● WHAT TO PRODUCE: Print out every record exactly as it appears.

══════════

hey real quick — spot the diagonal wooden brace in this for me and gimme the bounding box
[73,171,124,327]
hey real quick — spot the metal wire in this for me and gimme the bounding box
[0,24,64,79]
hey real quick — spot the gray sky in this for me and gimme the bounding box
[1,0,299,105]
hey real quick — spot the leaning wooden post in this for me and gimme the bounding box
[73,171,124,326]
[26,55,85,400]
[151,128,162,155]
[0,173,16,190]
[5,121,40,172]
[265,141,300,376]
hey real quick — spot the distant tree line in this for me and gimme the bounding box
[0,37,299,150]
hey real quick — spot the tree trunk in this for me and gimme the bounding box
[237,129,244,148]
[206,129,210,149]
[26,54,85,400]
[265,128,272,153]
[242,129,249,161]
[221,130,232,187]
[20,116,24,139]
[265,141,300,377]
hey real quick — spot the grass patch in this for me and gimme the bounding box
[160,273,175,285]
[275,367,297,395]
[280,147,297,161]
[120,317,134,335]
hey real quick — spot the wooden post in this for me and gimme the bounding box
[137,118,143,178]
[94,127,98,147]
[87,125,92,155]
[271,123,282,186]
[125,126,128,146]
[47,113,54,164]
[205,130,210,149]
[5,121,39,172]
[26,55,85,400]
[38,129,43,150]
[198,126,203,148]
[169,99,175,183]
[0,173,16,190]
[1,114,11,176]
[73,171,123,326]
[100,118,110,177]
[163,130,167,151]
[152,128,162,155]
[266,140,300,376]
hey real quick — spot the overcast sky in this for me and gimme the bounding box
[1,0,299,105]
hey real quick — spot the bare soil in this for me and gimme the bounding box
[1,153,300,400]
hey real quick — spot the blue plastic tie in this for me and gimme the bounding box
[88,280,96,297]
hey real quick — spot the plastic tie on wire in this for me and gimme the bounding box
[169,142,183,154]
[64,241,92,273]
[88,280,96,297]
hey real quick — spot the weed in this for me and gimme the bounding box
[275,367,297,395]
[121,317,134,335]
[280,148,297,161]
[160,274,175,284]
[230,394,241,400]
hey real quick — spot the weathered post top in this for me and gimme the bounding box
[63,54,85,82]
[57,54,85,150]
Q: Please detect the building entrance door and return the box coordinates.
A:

══════════

● TASK ANSWER:
hey real quick — spot the diagonal wooden brace in this for me and gimme the bounding box
[73,171,124,327]
hey real quick — spot the metal wire in this for me and gimme the bounding box
[0,24,64,79]
hey real quick — spot the gray sky in this for me and gimme the bounding box
[1,0,299,105]
hey real quick — spot the leaning wooden post in this for me and gimme the bounding box
[73,171,124,326]
[26,55,85,400]
[151,128,162,155]
[0,173,16,190]
[5,121,40,172]
[265,141,300,376]
hey real quick — spot the distant tree line in this for me and gimme the bounding box
[0,37,299,150]
hey real quick — spot the tree trunk in this for me and gimme the bounding box
[237,129,244,148]
[206,129,210,149]
[26,54,85,400]
[265,128,272,153]
[242,129,249,161]
[221,130,232,187]
[20,116,24,139]
[265,141,300,377]
hey real quick — spot the grass patch in this for me and gimme the bounding box
[160,273,175,285]
[275,367,297,395]
[280,147,297,161]
[120,317,134,335]
hey real quick — spot the wooden post in this for me and gimme the bounding box
[137,118,143,178]
[94,127,98,147]
[87,125,92,155]
[271,123,282,186]
[125,126,128,146]
[47,113,54,164]
[205,130,210,149]
[5,121,39,172]
[26,55,85,400]
[38,129,43,150]
[198,126,203,148]
[169,99,175,183]
[0,173,16,190]
[1,114,11,176]
[73,171,123,326]
[100,118,110,177]
[163,130,167,151]
[152,128,162,155]
[266,140,300,376]
hey real quick — spot the overcast sky in this for me and gimme the bounding box
[1,0,299,105]
hey real quick — spot the bare soil in this for me and gimme the bounding box
[1,153,300,400]
hey real quick — spot the blue plastic tie in this for me and gimme the bounding box
[88,280,96,297]
hey real quick — spot the plastic tie on wire in this for me and gimme the bounding box
[169,142,183,154]
[64,241,92,273]
[88,280,96,297]
hey real quick — spot the weed in this for me and gimme the bounding box
[275,367,297,395]
[121,317,134,335]
[280,148,297,161]
[160,274,175,284]
[230,394,241,400]
hey real quick — spot the weathered post top in this for me and gimme the bounding box
[63,54,85,82]
[57,54,85,150]
Q: Please detect the building entrance door and return the box coordinates.
A:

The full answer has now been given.